Prompt:
Leave the pictures out and write out exactly the lines from the top of the entries through the line containing "Q: Mark a point on every instance of the teal".

Collected data entries
• • • •
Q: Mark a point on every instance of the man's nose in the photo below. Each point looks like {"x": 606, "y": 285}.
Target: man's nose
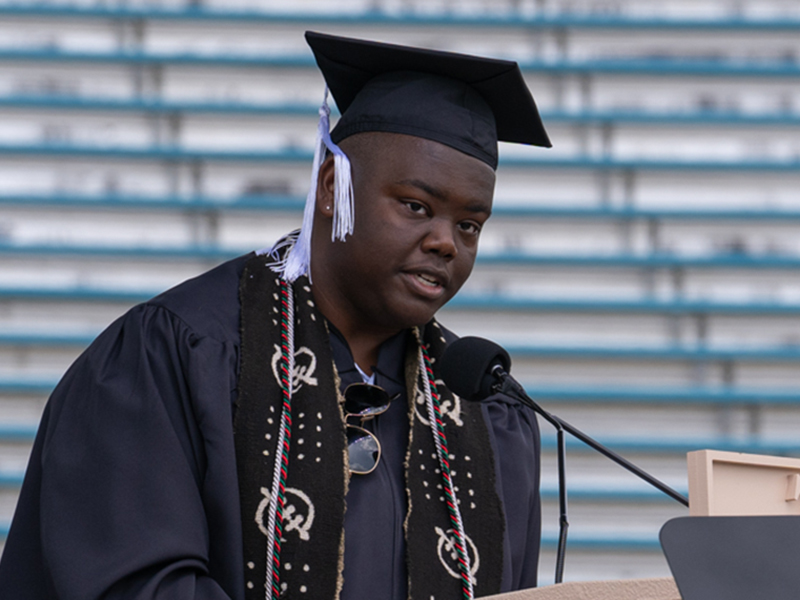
{"x": 440, "y": 239}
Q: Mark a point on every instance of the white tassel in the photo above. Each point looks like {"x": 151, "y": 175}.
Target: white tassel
{"x": 298, "y": 261}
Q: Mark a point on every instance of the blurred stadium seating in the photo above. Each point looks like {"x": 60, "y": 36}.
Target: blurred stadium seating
{"x": 645, "y": 272}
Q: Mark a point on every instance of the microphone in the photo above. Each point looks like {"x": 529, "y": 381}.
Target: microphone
{"x": 475, "y": 368}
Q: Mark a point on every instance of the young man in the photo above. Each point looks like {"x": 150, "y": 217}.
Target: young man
{"x": 210, "y": 443}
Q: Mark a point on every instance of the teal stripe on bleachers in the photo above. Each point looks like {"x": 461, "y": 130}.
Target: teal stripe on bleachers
{"x": 40, "y": 386}
{"x": 692, "y": 67}
{"x": 517, "y": 350}
{"x": 196, "y": 203}
{"x": 537, "y": 159}
{"x": 501, "y": 258}
{"x": 702, "y": 396}
{"x": 409, "y": 18}
{"x": 594, "y": 117}
{"x": 610, "y": 541}
{"x": 497, "y": 302}
{"x": 24, "y": 433}
{"x": 460, "y": 302}
{"x": 17, "y": 432}
{"x": 551, "y": 394}
{"x": 270, "y": 202}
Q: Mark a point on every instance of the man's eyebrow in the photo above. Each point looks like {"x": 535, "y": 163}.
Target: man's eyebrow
{"x": 441, "y": 195}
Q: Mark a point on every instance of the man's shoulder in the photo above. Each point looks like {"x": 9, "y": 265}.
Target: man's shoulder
{"x": 209, "y": 302}
{"x": 449, "y": 336}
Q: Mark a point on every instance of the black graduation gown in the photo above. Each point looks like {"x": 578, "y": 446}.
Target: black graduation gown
{"x": 131, "y": 490}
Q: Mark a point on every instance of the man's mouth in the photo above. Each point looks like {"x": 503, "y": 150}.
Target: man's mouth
{"x": 427, "y": 280}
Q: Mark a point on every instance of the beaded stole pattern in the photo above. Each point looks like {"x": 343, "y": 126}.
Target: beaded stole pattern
{"x": 291, "y": 459}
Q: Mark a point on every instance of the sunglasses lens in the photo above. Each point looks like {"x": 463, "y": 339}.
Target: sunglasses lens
{"x": 362, "y": 449}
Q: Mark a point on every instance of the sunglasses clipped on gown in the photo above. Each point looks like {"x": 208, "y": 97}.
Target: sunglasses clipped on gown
{"x": 364, "y": 401}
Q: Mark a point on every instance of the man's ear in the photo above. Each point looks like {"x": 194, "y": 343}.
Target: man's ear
{"x": 326, "y": 183}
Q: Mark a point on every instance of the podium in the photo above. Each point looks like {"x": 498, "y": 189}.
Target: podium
{"x": 623, "y": 589}
{"x": 741, "y": 542}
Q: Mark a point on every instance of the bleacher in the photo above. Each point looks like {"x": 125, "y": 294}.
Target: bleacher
{"x": 644, "y": 273}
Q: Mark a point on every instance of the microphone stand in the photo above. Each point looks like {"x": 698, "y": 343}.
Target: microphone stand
{"x": 509, "y": 386}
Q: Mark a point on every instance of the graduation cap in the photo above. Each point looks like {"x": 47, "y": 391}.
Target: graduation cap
{"x": 466, "y": 102}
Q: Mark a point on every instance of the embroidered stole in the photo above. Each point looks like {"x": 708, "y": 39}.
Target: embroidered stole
{"x": 311, "y": 553}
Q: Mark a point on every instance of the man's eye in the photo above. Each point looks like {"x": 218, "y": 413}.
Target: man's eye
{"x": 416, "y": 207}
{"x": 470, "y": 227}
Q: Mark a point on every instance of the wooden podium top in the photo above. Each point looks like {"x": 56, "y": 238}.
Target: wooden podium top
{"x": 620, "y": 589}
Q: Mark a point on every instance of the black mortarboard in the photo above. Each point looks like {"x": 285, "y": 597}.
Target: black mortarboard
{"x": 466, "y": 102}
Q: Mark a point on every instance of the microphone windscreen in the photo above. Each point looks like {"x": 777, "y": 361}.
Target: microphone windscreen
{"x": 467, "y": 363}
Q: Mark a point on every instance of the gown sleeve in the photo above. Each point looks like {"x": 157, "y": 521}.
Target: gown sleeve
{"x": 514, "y": 433}
{"x": 131, "y": 490}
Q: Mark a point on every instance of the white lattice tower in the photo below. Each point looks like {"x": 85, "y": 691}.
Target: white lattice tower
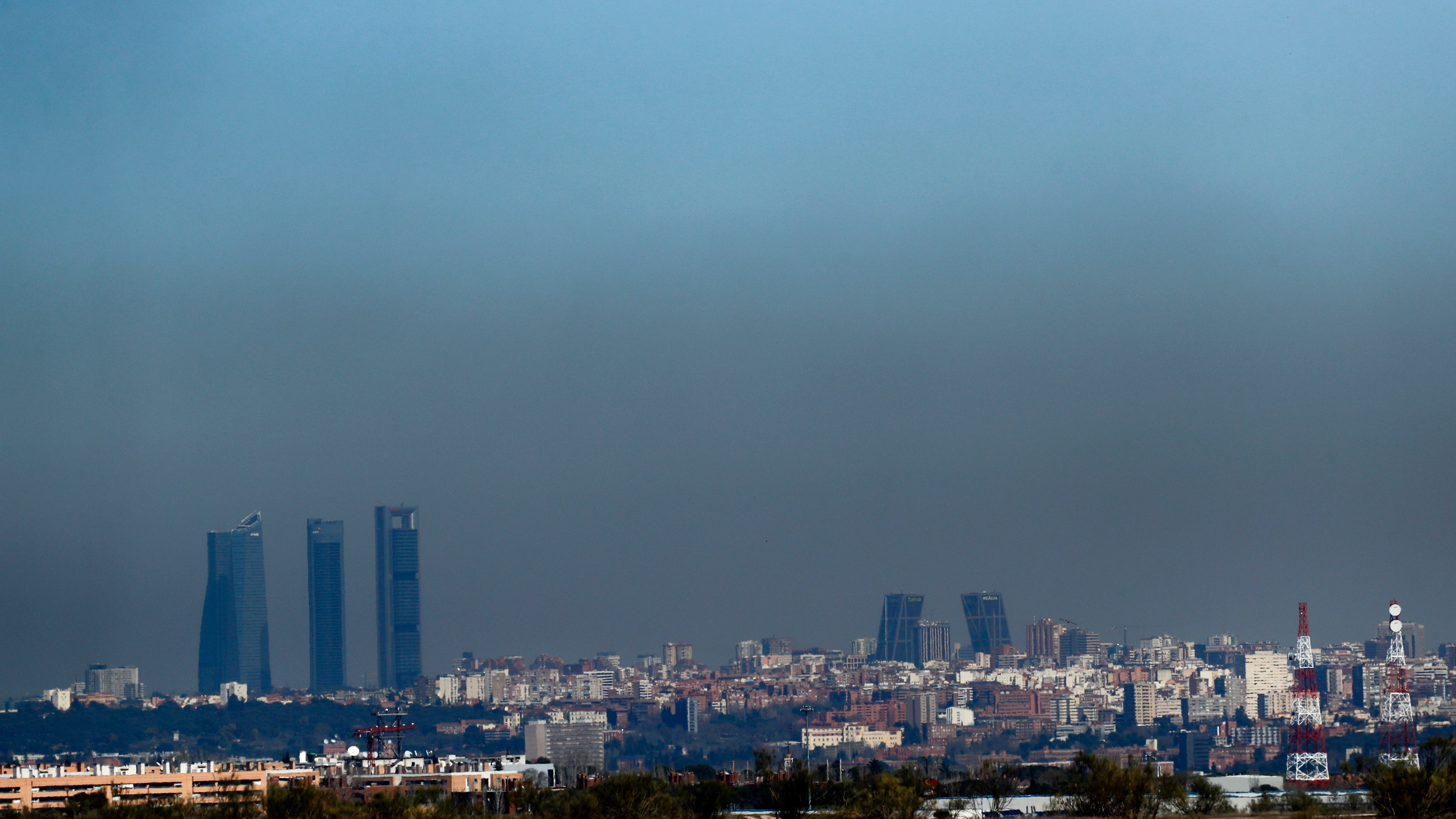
{"x": 1307, "y": 762}
{"x": 1397, "y": 716}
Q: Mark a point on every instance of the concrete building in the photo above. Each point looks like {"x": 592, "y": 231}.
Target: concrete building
{"x": 1195, "y": 750}
{"x": 960, "y": 715}
{"x": 1205, "y": 709}
{"x": 327, "y": 667}
{"x": 1139, "y": 708}
{"x": 571, "y": 747}
{"x": 123, "y": 683}
{"x": 921, "y": 708}
{"x": 24, "y": 788}
{"x": 1079, "y": 642}
{"x": 899, "y": 617}
{"x": 1263, "y": 673}
{"x": 678, "y": 655}
{"x": 695, "y": 710}
{"x": 748, "y": 649}
{"x": 778, "y": 647}
{"x": 933, "y": 642}
{"x": 986, "y": 622}
{"x": 1045, "y": 639}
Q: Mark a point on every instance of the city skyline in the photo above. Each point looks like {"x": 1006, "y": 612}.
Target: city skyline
{"x": 711, "y": 322}
{"x": 234, "y": 642}
{"x": 328, "y": 649}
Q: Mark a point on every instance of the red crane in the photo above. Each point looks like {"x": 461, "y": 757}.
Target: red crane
{"x": 1307, "y": 763}
{"x": 384, "y": 737}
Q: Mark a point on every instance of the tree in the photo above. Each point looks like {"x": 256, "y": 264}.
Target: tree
{"x": 996, "y": 783}
{"x": 887, "y": 796}
{"x": 1416, "y": 792}
{"x": 1098, "y": 786}
{"x": 1208, "y": 799}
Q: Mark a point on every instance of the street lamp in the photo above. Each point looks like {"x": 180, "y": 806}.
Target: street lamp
{"x": 809, "y": 710}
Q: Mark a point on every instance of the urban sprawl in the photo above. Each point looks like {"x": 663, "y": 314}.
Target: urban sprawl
{"x": 1254, "y": 713}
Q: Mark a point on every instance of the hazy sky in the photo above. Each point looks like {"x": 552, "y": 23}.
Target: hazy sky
{"x": 710, "y": 322}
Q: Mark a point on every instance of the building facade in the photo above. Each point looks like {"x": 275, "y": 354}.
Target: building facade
{"x": 397, "y": 588}
{"x": 1079, "y": 642}
{"x": 1138, "y": 703}
{"x": 678, "y": 655}
{"x": 933, "y": 641}
{"x": 234, "y": 645}
{"x": 327, "y": 663}
{"x": 986, "y": 622}
{"x": 1263, "y": 673}
{"x": 897, "y": 628}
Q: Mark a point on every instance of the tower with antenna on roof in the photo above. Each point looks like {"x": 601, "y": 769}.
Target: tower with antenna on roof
{"x": 1307, "y": 762}
{"x": 1397, "y": 718}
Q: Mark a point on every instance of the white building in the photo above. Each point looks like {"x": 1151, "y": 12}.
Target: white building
{"x": 1263, "y": 673}
{"x": 959, "y": 715}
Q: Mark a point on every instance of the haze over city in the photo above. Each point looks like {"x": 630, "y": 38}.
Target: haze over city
{"x": 704, "y": 325}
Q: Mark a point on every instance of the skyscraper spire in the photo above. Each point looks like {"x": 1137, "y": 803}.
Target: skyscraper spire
{"x": 1307, "y": 762}
{"x": 1397, "y": 718}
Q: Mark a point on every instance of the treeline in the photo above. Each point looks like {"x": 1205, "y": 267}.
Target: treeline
{"x": 1094, "y": 788}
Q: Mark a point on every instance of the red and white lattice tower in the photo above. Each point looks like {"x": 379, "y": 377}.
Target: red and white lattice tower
{"x": 1307, "y": 762}
{"x": 1397, "y": 718}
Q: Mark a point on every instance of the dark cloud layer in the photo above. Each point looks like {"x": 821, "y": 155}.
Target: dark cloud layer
{"x": 705, "y": 325}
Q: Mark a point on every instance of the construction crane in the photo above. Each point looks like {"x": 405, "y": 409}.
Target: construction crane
{"x": 384, "y": 737}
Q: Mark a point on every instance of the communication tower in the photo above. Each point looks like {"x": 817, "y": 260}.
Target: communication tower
{"x": 1307, "y": 762}
{"x": 1397, "y": 718}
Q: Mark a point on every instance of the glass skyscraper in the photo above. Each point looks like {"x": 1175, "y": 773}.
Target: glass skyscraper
{"x": 397, "y": 575}
{"x": 897, "y": 628}
{"x": 234, "y": 647}
{"x": 327, "y": 667}
{"x": 986, "y": 620}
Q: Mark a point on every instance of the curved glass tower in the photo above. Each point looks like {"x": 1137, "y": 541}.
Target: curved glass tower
{"x": 397, "y": 577}
{"x": 234, "y": 647}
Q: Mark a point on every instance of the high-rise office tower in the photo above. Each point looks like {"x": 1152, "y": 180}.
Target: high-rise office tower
{"x": 327, "y": 667}
{"x": 986, "y": 620}
{"x": 897, "y": 625}
{"x": 1045, "y": 639}
{"x": 234, "y": 647}
{"x": 397, "y": 575}
{"x": 933, "y": 642}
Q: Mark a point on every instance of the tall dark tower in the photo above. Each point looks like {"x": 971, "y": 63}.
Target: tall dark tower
{"x": 234, "y": 645}
{"x": 897, "y": 628}
{"x": 986, "y": 620}
{"x": 327, "y": 667}
{"x": 397, "y": 574}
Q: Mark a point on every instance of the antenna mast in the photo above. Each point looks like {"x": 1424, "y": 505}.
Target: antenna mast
{"x": 1307, "y": 762}
{"x": 1397, "y": 718}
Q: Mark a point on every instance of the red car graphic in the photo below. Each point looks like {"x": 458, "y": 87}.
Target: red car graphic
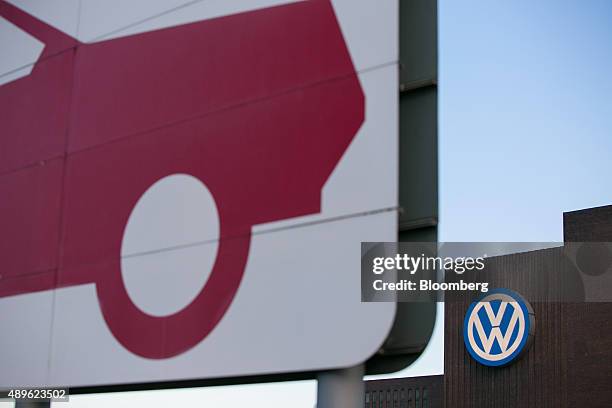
{"x": 259, "y": 106}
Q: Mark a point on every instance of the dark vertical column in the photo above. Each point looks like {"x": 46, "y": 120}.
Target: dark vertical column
{"x": 418, "y": 170}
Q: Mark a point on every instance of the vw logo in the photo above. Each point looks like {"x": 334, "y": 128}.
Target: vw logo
{"x": 498, "y": 327}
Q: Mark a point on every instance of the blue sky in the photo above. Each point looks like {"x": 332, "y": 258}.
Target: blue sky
{"x": 525, "y": 134}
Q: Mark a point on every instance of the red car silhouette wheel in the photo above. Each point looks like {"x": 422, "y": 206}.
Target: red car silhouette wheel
{"x": 259, "y": 106}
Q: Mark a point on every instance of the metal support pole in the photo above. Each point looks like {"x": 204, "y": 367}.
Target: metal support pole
{"x": 32, "y": 404}
{"x": 341, "y": 388}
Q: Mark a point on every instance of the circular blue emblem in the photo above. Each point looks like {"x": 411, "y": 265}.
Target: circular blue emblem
{"x": 498, "y": 327}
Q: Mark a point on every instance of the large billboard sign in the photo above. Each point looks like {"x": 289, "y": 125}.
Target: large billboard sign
{"x": 185, "y": 186}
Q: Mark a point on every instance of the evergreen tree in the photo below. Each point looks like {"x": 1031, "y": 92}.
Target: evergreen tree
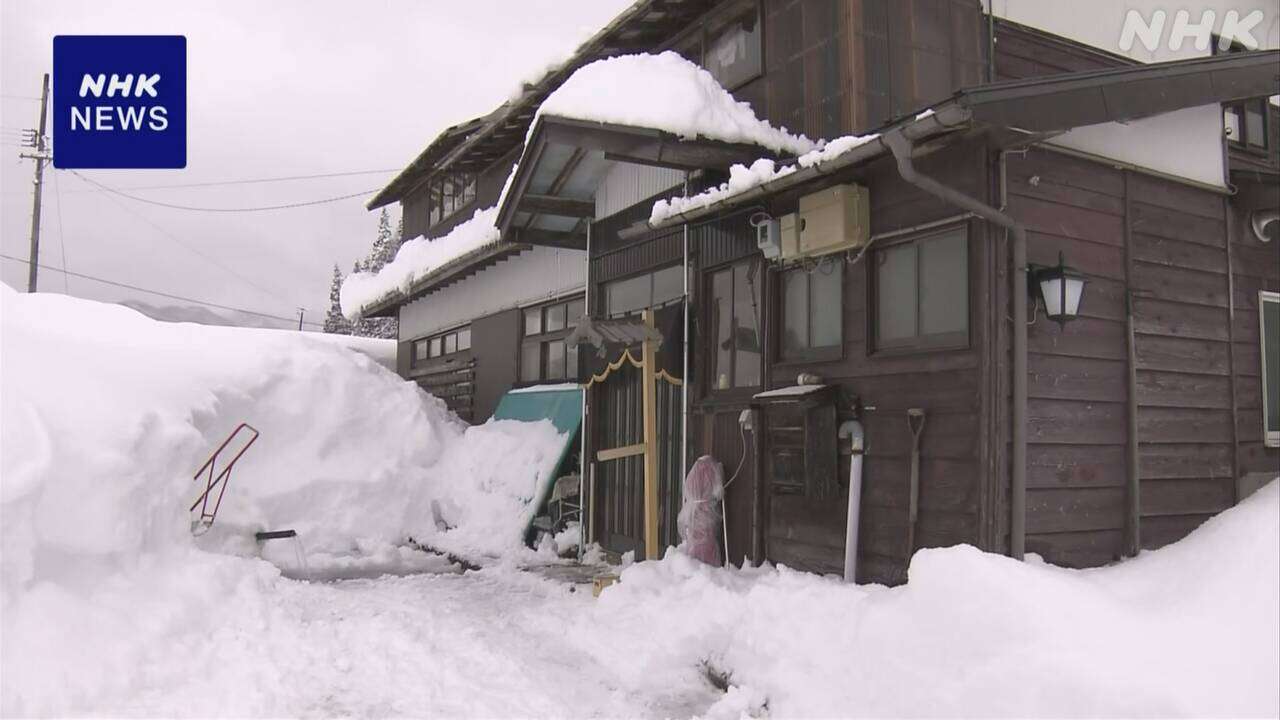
• • • •
Expected answer:
Q: Mark a point on every instance of the man's nose in the photo below. Each point looks like {"x": 606, "y": 285}.
Target: man's nose
{"x": 440, "y": 239}
Q: Mark a point on every instance of the white tassel in the photo above. Each point looks like {"x": 151, "y": 175}.
Target: white tassel
{"x": 298, "y": 261}
Q: Mark a point on every instance of the blurred stadium seating in the photo above. Each point looks like {"x": 60, "y": 36}.
Target: blurred stadium seating
{"x": 645, "y": 272}
Q: Mark a point on every instance of the microphone in the photo above. Each point looks like {"x": 529, "y": 381}.
Target: microphone
{"x": 475, "y": 368}
Q: Mark a point on every instance of the young man in the photo above. Each point looks like {"x": 150, "y": 217}.
Target: young man
{"x": 210, "y": 443}
Q: Mark a point on every instance of the teal stripe on bleachers in the photo above. Each point looks like {"x": 461, "y": 130}.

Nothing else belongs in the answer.